*Exercise requirements*.
Reproduce the listing below line for line, keeping every character unchanged.

*Materials provided*.
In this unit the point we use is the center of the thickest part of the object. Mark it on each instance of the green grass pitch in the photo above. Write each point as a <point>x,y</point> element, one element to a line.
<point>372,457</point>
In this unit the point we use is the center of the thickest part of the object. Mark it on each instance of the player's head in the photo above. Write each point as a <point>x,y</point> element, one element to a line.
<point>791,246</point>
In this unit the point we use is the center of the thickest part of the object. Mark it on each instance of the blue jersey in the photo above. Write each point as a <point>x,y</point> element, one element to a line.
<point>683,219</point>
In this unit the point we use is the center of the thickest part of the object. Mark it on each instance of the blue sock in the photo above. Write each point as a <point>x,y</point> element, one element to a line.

*Task response*.
In this unit the point we use is the center of the thickest part of the object. Mark it on each instance of the green grass pitch in the photo above. Write each point as a <point>x,y</point> element, one element to a line.
<point>372,457</point>
In this unit the point we use is the center of the thickest part of the object. Mark it on each instance of the player's head in the photo above. Write each point as a <point>x,y</point> element, one element to a line.
<point>791,246</point>
In this unit the point we use is the center of the thickest part of the object. Mark it on each instance of the blue jersey in the photo above. Write each point as a <point>x,y</point> element, one element to a line.
<point>683,219</point>
In this unit the point we use is the center of the thickest part of the object. Mark it on each instance of the blue sock in the photo above. Write each point as a <point>x,y</point> element, one element to a line.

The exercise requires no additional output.